◆ Instructions for the task: Could you rewrite these lines so that every "bench" becomes "park bench", with everything else left as it is?

◆ Input for this task:

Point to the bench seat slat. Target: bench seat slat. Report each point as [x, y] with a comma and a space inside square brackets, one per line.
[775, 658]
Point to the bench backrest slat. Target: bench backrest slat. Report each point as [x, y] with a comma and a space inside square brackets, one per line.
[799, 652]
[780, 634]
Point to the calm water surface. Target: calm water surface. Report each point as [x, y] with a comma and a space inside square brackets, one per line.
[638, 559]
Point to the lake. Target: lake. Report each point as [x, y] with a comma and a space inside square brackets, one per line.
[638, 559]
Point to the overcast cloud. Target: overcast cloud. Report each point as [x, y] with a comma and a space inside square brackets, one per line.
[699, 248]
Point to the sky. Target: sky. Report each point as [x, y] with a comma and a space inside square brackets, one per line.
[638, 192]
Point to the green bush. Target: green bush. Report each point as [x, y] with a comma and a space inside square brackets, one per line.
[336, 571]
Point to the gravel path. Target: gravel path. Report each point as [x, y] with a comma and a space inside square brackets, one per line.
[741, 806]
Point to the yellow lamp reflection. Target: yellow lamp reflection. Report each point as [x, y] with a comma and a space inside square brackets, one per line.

◆ Exercise output:
Point to the park bench seat slat. Target: park bench seat slat. Report each point as [x, y] with a comma and a space inside square brackets, one per line.
[775, 658]
Point to the park bench backrest slat. Target: park bench backrest slat. Report each point as [x, y] with a comma and a space inside square brackets, one per line.
[799, 652]
[780, 634]
Point to the calm water surface. Target: calm water surface. Report each point as [x, y] with a comma and a space inside square brackets, one per line.
[638, 559]
Point to the lake. Target: lake. Report each point as [x, y] with a comma and a space inside square brackets, one per line.
[638, 559]
Point to the overcast cloud. Target: overcast cloud. Report each point as [x, y] with a comma and a space inside square brackets, one per line.
[699, 248]
Point to the sky. Target: sky. Report each point as [x, y] with a comma and a space inside square brackets, one per line.
[638, 192]
Point to the green bush. Target: green bush. Report each point as [x, y] with a comma and a space inside square brackets, one per line.
[336, 571]
Point to the gravel path. Target: gravel path. Report each point as [x, y] with a comma and a space inside square brackets, one per line.
[741, 806]
Point to the yellow lamp reflection. Target: yellow lamp reflection. Report each point as [x, y] with a comma and a space inside square brackets, one per line.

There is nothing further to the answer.